What to do:
The records that follow are to be given again exactly. Do not carry over any image.

"""

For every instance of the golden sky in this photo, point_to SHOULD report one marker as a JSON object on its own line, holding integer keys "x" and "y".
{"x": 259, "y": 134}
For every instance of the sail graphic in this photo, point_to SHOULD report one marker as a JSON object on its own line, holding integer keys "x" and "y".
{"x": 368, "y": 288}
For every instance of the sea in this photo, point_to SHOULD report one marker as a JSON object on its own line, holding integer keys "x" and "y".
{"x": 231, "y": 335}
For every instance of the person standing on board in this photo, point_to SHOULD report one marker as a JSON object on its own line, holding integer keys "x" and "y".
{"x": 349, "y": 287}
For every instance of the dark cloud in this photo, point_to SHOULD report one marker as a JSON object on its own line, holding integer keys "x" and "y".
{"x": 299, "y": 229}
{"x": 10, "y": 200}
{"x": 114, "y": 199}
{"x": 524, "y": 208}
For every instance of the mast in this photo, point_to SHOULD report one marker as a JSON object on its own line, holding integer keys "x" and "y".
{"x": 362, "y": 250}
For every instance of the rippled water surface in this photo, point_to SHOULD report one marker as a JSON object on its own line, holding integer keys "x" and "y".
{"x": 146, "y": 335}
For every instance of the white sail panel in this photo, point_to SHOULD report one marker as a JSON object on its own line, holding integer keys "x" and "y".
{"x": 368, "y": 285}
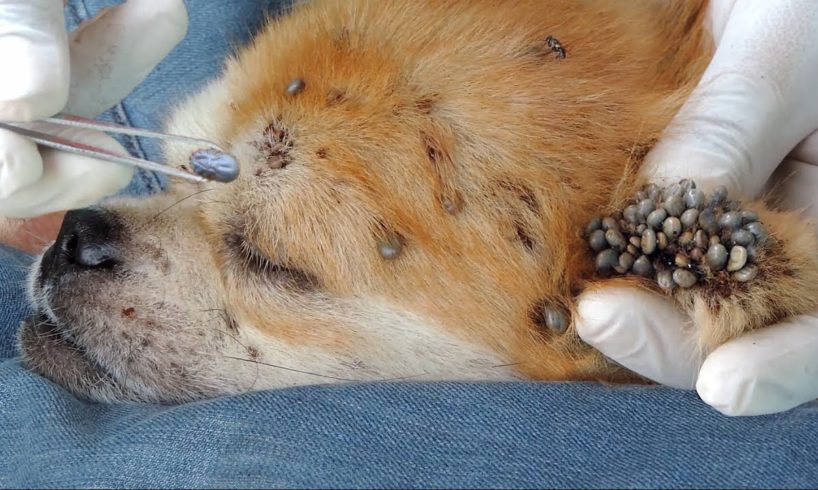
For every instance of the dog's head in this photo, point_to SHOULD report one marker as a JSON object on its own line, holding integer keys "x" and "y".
{"x": 407, "y": 203}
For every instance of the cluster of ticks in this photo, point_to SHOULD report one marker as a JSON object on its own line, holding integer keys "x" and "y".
{"x": 679, "y": 236}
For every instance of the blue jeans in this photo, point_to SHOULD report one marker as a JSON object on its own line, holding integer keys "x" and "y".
{"x": 368, "y": 435}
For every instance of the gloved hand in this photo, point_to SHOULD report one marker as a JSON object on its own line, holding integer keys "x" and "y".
{"x": 756, "y": 101}
{"x": 45, "y": 72}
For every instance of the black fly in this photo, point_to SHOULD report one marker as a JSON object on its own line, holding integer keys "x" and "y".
{"x": 556, "y": 47}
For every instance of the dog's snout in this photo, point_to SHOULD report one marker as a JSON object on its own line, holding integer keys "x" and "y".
{"x": 87, "y": 239}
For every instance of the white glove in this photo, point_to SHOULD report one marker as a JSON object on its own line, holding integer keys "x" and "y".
{"x": 757, "y": 100}
{"x": 106, "y": 58}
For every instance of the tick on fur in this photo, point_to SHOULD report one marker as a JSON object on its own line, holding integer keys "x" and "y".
{"x": 390, "y": 246}
{"x": 555, "y": 46}
{"x": 296, "y": 86}
{"x": 215, "y": 165}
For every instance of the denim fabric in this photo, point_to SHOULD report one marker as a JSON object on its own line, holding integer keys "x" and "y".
{"x": 511, "y": 435}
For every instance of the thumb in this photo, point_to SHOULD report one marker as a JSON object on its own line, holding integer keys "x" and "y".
{"x": 755, "y": 102}
{"x": 641, "y": 331}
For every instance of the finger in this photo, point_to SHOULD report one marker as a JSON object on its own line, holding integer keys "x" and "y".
{"x": 807, "y": 150}
{"x": 755, "y": 102}
{"x": 794, "y": 185}
{"x": 34, "y": 55}
{"x": 113, "y": 53}
{"x": 20, "y": 163}
{"x": 642, "y": 331}
{"x": 69, "y": 181}
{"x": 766, "y": 371}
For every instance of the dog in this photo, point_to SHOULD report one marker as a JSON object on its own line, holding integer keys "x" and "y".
{"x": 415, "y": 179}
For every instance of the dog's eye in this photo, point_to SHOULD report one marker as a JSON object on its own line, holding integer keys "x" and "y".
{"x": 251, "y": 260}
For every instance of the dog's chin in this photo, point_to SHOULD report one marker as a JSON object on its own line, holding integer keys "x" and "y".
{"x": 48, "y": 350}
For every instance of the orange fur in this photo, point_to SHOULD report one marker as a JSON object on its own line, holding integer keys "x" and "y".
{"x": 446, "y": 127}
{"x": 412, "y": 104}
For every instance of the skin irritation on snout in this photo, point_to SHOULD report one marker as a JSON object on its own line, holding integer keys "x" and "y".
{"x": 410, "y": 204}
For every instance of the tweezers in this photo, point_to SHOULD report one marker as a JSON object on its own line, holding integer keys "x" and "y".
{"x": 209, "y": 162}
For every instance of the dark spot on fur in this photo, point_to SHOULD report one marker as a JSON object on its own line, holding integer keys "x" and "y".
{"x": 524, "y": 194}
{"x": 231, "y": 322}
{"x": 524, "y": 237}
{"x": 275, "y": 146}
{"x": 253, "y": 352}
{"x": 432, "y": 152}
{"x": 425, "y": 105}
{"x": 537, "y": 317}
{"x": 341, "y": 39}
{"x": 335, "y": 97}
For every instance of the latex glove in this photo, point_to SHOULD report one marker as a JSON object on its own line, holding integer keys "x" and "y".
{"x": 756, "y": 101}
{"x": 46, "y": 72}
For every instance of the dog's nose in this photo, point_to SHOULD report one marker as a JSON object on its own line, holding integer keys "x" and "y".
{"x": 87, "y": 239}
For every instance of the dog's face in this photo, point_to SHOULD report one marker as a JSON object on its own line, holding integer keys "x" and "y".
{"x": 405, "y": 209}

"""

Result of the task:
For every instance of the golden sky in this photo, point_to SHOULD report one marker as a JSON object on its own line, holding integer keys "x" and "y".
{"x": 259, "y": 134}
For every instance of the sail graphic in this photo, point_to SHOULD report one marker as a JSON object on its own line, holding integer keys "x" and "y".
{"x": 368, "y": 288}
For every instance of the sea in this photo, point_to SHOULD report one marker as a JSON object on its own line, holding integer keys "x" and "y".
{"x": 231, "y": 335}
For every instance of the person standing on board in this photo, point_to SHOULD report one marker as a JSON object on its own line, holding integer keys "x" and "y".
{"x": 349, "y": 287}
For every instance of the dark cloud in this photo, point_to SHOULD report one marker as a JSON object on its own line, holding integer keys "x" and "y".
{"x": 299, "y": 229}
{"x": 10, "y": 200}
{"x": 114, "y": 199}
{"x": 524, "y": 208}
For every instance of the mast in this photo, point_to SHOULD report one marker as a JSON object on its own line, holding integer keys "x" and "y".
{"x": 362, "y": 250}
For every instance of the rippled water surface in this photo, point_to SHOULD report one marker as a JSON object on its own line, holding integer keys "x" and "y".
{"x": 146, "y": 335}
For every instance of the white sail panel in this photo, point_to SHOULD report one marker as a JSON object on its own line, holding integer keys "x" and "y".
{"x": 368, "y": 285}
For every instance of the dog's head in this photo, point_to SHOULD report one marker as a JSON object on its own line, holding integer keys "x" and "y".
{"x": 407, "y": 203}
For every instance of the cluster of ticks in this photo, point_to SHOULD report one marker as a JSON object on its own line, holding integer keys "x" and "y".
{"x": 679, "y": 236}
For every instance of the blue jeans in this photo, point_to SHOULD report one marker as a JSON object on its own line, holding integer keys "x" and "y".
{"x": 368, "y": 435}
For every instance of the gloved hand in this photo, point_to SHOULD report one marker as a JSON object on its own line, holding integer keys "x" and "y".
{"x": 756, "y": 101}
{"x": 45, "y": 72}
For every instance of the black fly in this photo, point_to SHOULD report one marker as a JSON object on its own line, holding integer keys "x" and "y".
{"x": 556, "y": 47}
For every instance of the dog's snout in this photo, point_to SHOULD report one marker as a JSON object on its own line, holding integer keys "x" and "y".
{"x": 87, "y": 239}
For every instance of the white glove in this photo, point_to SHOULD report one marker as a JSON object on its own line, holding integer keys "x" and "y".
{"x": 757, "y": 100}
{"x": 106, "y": 58}
For every instance of the tick on fur in this photo, point_to SHOULD report one marker as a JSON object on its own line, holding integer keys "x" and "y".
{"x": 390, "y": 246}
{"x": 555, "y": 46}
{"x": 296, "y": 86}
{"x": 215, "y": 165}
For every instance of the denim fabric in this photo, point_to SHOULD report one marker as a JSON object on its own line, holding integer keys "x" and "y".
{"x": 511, "y": 435}
For every instance of the thumb in this photo, point_to SHOULD report one marker as a JSON object on its own line, holding integer keys "x" and "y".
{"x": 755, "y": 102}
{"x": 641, "y": 331}
For every instance of the finger in this photo, point_to SHOULD report one marker as a JSON object on its own line, holding integer keys "x" and "y".
{"x": 807, "y": 150}
{"x": 755, "y": 102}
{"x": 794, "y": 185}
{"x": 34, "y": 55}
{"x": 113, "y": 53}
{"x": 20, "y": 163}
{"x": 642, "y": 331}
{"x": 69, "y": 181}
{"x": 766, "y": 371}
For every instance of the dog in this photo, point_to SHOULD report one marker as a JSON object on its own line, holding integer keys "x" and "y".
{"x": 415, "y": 179}
For every instance of the dog's eye in this photo, point_to SHOULD report one marker as a JSON object on its own line, holding integer keys "x" and "y".
{"x": 251, "y": 260}
For every instance of the dog's chin in this photo, point_to SHOULD report one marker as a JSON object on its own line, holding integer keys "x" and "y".
{"x": 48, "y": 350}
For every instance of the orange fur in this photo, point_to SHOULD report one marker as a JSON object on its own line, holding integer keys "x" and "y".
{"x": 446, "y": 127}
{"x": 412, "y": 104}
For every instance of the skin irritation on snout in this photo, point_to SHOULD report one marker as a JSON object on its own line, holding integer keys "x" and "y".
{"x": 410, "y": 204}
For every instance of the tweezers in this photo, point_to SHOULD report one marker as a JSON object on its own line, holding integer keys "x" and "y".
{"x": 209, "y": 162}
For every instance of the dark spot on fur in this photo, point_to SHOULD report one marker as a JSON object on its own line, holding integer keys "x" and "y".
{"x": 524, "y": 194}
{"x": 231, "y": 322}
{"x": 524, "y": 237}
{"x": 275, "y": 146}
{"x": 253, "y": 352}
{"x": 432, "y": 152}
{"x": 425, "y": 105}
{"x": 537, "y": 317}
{"x": 341, "y": 39}
{"x": 335, "y": 97}
For every instance of the latex glove in this photo, point_to SHOULD report one marker as a JSON object on its own line, holding integer keys "x" and "y".
{"x": 756, "y": 101}
{"x": 46, "y": 72}
For every instance of the dog's nose in this photo, point_to SHOULD report one marker as a JSON object on its own line, holding integer keys "x" and "y".
{"x": 87, "y": 239}
For every instance of the dog's face in this photo, point_to SHOULD report one marker as a JSON object on its own line, holding integer keys "x" and "y".
{"x": 405, "y": 209}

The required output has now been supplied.